Saved entries
-- BEGIN --
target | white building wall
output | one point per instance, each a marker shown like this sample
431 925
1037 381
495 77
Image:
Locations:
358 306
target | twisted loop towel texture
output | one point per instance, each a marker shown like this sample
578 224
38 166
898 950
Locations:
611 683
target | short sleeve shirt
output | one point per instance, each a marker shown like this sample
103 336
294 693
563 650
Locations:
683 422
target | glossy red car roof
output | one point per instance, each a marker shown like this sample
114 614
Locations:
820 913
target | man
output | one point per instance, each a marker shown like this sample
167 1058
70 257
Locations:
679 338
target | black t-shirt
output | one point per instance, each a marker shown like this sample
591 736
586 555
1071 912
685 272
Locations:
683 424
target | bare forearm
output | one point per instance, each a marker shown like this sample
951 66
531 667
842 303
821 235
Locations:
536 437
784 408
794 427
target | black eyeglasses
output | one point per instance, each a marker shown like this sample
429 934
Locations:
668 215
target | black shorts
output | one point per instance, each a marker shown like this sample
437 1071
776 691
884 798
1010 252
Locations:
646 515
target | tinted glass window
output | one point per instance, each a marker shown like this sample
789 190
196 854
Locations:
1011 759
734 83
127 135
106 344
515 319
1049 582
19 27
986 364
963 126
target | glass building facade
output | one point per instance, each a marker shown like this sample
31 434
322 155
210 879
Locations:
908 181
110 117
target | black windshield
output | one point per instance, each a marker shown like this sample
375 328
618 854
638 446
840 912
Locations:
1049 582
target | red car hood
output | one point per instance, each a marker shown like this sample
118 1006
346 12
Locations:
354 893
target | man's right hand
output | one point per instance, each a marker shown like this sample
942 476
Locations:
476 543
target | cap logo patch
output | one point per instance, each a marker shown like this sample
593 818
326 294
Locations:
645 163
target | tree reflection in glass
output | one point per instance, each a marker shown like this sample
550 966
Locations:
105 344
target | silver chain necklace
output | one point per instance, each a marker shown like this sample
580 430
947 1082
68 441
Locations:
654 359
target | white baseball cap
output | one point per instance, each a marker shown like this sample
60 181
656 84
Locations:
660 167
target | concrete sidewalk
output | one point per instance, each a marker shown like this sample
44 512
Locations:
-- END --
> WHAT YOU SHOULD DO: Transcribe all of the entries without altering anything.

> SOLUTION TO THIS PROBLEM:
target | white building wall
output | one point per instance, each a marker shown like this sample
431 925
1037 381
495 77
Image:
Locations:
358 306
target | twisted loop towel texture
output | one point per instance, each a marker shown like this sample
578 224
38 166
898 950
Locations:
611 683
target | short sleeve shirt
output | one point per instance, each a marker shown like this sample
103 336
294 693
563 650
Locations:
683 422
target | glossy red car roof
output | one point per instance, each a marker shown like this sample
114 614
Locations:
820 913
target | man
output | one point per instance, each a marker shown like this sample
167 1058
70 257
Locations:
679 338
target | black t-shirt
output | one point per instance, each a marker shown like this sample
591 736
586 555
1071 912
685 272
Locations:
683 424
target | bare forearm
output | one point per instance, each a marker shown like this sample
951 66
531 667
842 303
821 235
Locations:
536 437
784 408
794 427
target | black eyeglasses
output | one point per instance, each a marker shown like this sample
429 934
Locations:
668 215
target | black shorts
output | one point per instance, each a marker shown like this sample
437 1071
776 691
884 798
1010 252
Locations:
646 515
target | tinted glass window
output | one point per instance, each a marker shown like this sample
789 190
196 854
Locations:
1011 759
734 83
127 135
106 344
515 319
1049 582
19 27
986 364
963 126
target | glass building facade
output | one point per instance, each a marker shown like this sample
31 434
322 155
210 879
Locations:
908 181
110 117
target | black windshield
output | one point per instance, each a marker shown like this sample
375 328
618 854
638 446
840 912
Locations:
1049 582
target | red car hood
output | one point per instance, each a marker shown like this sample
118 1006
346 12
Locations:
354 893
target | man's right hand
output | one point per instance, each a marker shown like this sample
942 476
Locations:
476 543
target | cap logo patch
output | one point per instance, each a marker shown like this sample
593 818
326 294
Locations:
645 163
target | tree reflection in glass
output | one point per instance, each a marker shown like this sample
550 966
Locations:
105 344
target | silver chain necklace
output | one point per instance, each a marker shown like this sample
580 430
947 1082
68 441
Locations:
654 359
target | white baseball cap
output | one point per instance, each a marker shown like this sample
60 181
656 84
Locations:
660 167
target | concrete sidewalk
output | one point per instance, each a marker shown like this sample
44 512
Locations:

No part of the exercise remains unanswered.